→ **What the task requires**: Reproduce each of the following records word for word, keeping every line unchanged and in its original order.

→ **Raw data**:
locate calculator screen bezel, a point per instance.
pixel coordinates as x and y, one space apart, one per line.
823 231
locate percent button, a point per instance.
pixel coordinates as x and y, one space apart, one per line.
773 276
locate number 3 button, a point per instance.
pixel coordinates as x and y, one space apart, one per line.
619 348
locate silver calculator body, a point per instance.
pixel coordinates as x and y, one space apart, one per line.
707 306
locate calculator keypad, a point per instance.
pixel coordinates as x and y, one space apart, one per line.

→ **The solution**:
locate calculator screen bezel, a point per instance.
pixel coordinates as x and y, one space apart, one per line.
823 231
locate percent button, a point per instance.
pixel coordinates as x and y, one space apart, one per line.
773 276
locate number 3 button, a point per instance.
pixel coordinates as x and y, one space apart, one per line.
619 348
locate silver calculator body, a point per instance.
pixel coordinates as x and y, one space apart, one per line.
707 306
locate calculator keypad, a point per instance.
pixel coordinates as x and y, one space apart, one per line.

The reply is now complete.